Слушатель Владимир Борисович: То же были разные государства, Владимир Леонидович. Мы же тоже в Америку не ездили голосовать за президента.

Махнач: Да, это так, но у демократии есть одна замечательная особенность. Я и так собирался об этом сказать, потому с тем большим удовольствием отвечу Владимиру Борисовичу. Демократия, как и монархия, как и аристократия, нуждается в элементе неформальных отношений, который ее скрепляет. Прямая демократия в Афинах или в Новгороде была неформальна. Формально определяется только, имеешь ли ты гражданские права. В русском средневековом городе вы их имели, если вы имели семью, свое дело, хотя бы семейное, например, сапожное, готовы были вступить в городское ополчение и были хозяином дома в этом городе. В противном случае нет. Так вот, прямая демократия хоть и может формально ограничиваться, потому что ограничиваются права гражданства, действует неформально. На агоре в Афинах и на вечевой площади в Пскове собирались люди, лично друг друга знающие. Здесь все просто. С увеличением любого государства постепенно возникает парламентаризм (представительная демократия), потому что просто нету таких вечевых площадей, невозможно собрать такое большое вече и работать в его составе. Тогда полномочия делегируются, но неформальные отношения сохраняются. Избиратели лично знают своего кандидата, своего депутата, своего гласного. Между прочим, по-русски «депутат» — это гласный, то есть имеющий право голоса. Напрасно мы пользуемся нерусским термином.

И как только неформальность в этих отношениях утрачивается, убывает, немедленно между вами и вашими гласными появляется ловкая шайка, а любая шайка олигархична. На ослабленных демократиях паразитируют олигархии. Самая распространенная олигархия, без которой теперь уже и у нас ничего не обходится, есть политическая партия, ведь она не демократична, любая политическая партия внутри себя не устроена демократически. Так вот, для того чтобы сохранить хотя бы элемент неформальности, личного знакомства, личного знания, демократия может выстраиваться только снизу доверху, наоборот нет.

::::::

- Обязательное задание A -
Какую олигархию фрагмент о демократии называет самой распространенной?
- Обязательное задание B -
Процитируйте отрывок из фрагмента о демократии: начните с места, где стоят слова «И как только», и остановитесь после слов «доверху, наоборот нет.».

::::::

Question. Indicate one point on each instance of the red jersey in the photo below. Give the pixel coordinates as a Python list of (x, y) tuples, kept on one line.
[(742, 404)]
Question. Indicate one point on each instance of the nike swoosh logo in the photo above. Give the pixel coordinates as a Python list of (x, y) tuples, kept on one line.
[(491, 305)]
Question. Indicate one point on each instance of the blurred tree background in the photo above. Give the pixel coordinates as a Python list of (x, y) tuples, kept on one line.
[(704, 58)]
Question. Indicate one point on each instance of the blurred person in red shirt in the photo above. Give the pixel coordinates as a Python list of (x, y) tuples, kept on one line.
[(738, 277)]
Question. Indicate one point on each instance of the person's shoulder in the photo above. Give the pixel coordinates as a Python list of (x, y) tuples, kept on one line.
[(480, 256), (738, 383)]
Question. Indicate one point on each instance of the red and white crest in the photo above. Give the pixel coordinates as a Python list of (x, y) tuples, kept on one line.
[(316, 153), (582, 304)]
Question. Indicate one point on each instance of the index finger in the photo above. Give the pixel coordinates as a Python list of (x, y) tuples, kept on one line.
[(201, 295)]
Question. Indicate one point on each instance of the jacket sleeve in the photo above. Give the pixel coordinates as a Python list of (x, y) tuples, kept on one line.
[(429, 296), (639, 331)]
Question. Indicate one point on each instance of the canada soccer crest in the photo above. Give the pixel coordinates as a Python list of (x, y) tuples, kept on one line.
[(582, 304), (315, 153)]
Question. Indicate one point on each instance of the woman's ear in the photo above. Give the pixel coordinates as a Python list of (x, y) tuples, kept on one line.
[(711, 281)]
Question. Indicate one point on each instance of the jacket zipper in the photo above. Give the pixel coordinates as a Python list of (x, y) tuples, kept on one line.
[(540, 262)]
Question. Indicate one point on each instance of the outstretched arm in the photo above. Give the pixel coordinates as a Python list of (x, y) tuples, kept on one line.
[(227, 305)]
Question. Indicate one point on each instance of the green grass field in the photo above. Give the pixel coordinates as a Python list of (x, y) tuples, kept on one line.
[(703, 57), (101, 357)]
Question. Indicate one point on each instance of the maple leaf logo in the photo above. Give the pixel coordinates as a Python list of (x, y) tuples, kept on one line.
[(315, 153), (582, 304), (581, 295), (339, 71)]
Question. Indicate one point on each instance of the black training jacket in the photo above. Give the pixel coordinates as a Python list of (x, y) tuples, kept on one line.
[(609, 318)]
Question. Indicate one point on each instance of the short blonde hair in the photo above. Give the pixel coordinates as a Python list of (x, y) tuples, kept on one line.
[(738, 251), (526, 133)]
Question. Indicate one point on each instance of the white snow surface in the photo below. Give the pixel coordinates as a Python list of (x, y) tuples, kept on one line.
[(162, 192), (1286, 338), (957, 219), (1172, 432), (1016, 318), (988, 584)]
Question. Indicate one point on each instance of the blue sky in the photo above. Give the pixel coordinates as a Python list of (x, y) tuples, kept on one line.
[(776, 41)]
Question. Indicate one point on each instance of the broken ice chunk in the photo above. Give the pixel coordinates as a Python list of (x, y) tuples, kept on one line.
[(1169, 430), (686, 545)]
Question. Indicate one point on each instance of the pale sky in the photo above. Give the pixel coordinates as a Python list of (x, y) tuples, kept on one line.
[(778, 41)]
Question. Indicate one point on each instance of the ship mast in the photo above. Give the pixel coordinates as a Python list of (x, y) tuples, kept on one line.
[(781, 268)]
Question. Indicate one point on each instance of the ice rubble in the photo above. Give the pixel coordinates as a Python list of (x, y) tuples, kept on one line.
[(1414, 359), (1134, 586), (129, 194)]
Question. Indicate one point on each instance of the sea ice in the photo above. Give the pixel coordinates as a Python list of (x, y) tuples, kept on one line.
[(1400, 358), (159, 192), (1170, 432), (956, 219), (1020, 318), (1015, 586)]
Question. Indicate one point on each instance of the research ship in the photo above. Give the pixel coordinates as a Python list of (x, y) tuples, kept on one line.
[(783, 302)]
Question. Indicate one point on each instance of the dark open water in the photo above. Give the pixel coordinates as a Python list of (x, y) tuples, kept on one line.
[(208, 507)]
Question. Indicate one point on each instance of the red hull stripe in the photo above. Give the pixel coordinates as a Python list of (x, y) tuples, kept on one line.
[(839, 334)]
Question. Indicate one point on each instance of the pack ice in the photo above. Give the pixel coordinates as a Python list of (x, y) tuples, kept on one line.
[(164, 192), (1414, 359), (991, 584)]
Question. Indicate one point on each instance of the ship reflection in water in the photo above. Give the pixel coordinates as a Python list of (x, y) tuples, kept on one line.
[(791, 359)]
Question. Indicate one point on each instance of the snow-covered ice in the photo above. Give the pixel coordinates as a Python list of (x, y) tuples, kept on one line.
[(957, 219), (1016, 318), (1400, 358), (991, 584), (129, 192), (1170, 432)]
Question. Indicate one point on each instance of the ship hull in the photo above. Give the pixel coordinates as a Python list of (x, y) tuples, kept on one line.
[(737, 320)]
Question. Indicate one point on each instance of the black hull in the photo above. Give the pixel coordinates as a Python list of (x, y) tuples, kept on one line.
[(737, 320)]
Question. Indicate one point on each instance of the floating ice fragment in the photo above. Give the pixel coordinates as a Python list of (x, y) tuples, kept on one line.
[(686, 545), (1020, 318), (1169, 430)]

::::::

- Ответ к заданию A -
Политическую партию.

- Ответ к заданию B -
И как только неформальность в этих отношениях утрачивается, убывает, немедленно между вами и вашими гласными появляется ловкая шайка, а любая шайка олигархична. На ослабленных демократиях паразитируют олигархии. Самая распространенная олигархия, без которой теперь уже и у нас ничего не обходится, есть политическая партия, ведь она не демократична, любая политическая партия внутри себя не устроена демократически. Так вот, для того чтобы сохранить хотя бы элемент неформальности, личного знакомства, личного знания, демократия может выстраиваться только снизу доверху, наоборот нет.